#### INSTRUCTION:
Reproduce the items below without any change, starting at the line that contains "One point marks each instance of the knot" and ending at the line that contains "x=90, y=392", with both of those lines included.

#### DATASET EXTRACT:
--------
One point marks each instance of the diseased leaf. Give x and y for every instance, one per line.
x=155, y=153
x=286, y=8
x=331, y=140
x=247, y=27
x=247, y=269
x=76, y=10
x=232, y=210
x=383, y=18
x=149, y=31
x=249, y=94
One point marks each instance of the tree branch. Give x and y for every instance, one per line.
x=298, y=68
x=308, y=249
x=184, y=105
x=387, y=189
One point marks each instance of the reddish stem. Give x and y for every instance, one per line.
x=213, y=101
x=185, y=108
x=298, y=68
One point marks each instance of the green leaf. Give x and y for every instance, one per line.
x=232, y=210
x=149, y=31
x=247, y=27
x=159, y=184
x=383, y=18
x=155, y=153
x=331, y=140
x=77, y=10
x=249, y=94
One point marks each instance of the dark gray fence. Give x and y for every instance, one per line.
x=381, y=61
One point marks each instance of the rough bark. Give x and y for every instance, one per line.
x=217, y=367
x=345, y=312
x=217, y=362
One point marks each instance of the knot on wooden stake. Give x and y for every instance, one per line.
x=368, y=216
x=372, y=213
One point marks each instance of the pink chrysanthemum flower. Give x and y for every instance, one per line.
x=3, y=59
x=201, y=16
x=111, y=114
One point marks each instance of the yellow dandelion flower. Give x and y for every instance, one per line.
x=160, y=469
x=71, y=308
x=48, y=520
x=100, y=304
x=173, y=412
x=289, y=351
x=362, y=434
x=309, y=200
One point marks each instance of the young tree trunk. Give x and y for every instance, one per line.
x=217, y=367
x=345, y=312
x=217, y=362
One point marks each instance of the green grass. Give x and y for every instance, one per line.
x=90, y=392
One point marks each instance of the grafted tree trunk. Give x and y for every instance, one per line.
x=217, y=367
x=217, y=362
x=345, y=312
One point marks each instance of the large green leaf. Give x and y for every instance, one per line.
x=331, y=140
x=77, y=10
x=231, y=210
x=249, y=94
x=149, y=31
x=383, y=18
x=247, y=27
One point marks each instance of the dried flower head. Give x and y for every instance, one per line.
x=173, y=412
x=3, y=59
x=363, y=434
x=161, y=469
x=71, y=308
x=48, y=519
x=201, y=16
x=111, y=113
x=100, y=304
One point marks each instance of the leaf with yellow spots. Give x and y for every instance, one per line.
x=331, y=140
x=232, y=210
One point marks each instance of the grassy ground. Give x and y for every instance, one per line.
--------
#### OUTPUT OF THE EXERCISE:
One point marks each instance of the knot on wooden stake. Give x and y for every instance, one per line.
x=368, y=216
x=372, y=213
One point marks each instance of the pink chrysanthemum flower. Give x and y for every instance, one per line.
x=3, y=59
x=201, y=16
x=111, y=114
One point marks each instance of the yellow dandelion flower. Give x and y for every instance, one per line.
x=160, y=469
x=71, y=308
x=48, y=520
x=100, y=304
x=173, y=412
x=289, y=351
x=362, y=434
x=309, y=200
One point marks each instance of the young tree trunk. Give x and y for every instance, one per line.
x=217, y=367
x=345, y=312
x=217, y=362
One point marks each instance of the green grass. Give x and y for every instance, one per line.
x=90, y=392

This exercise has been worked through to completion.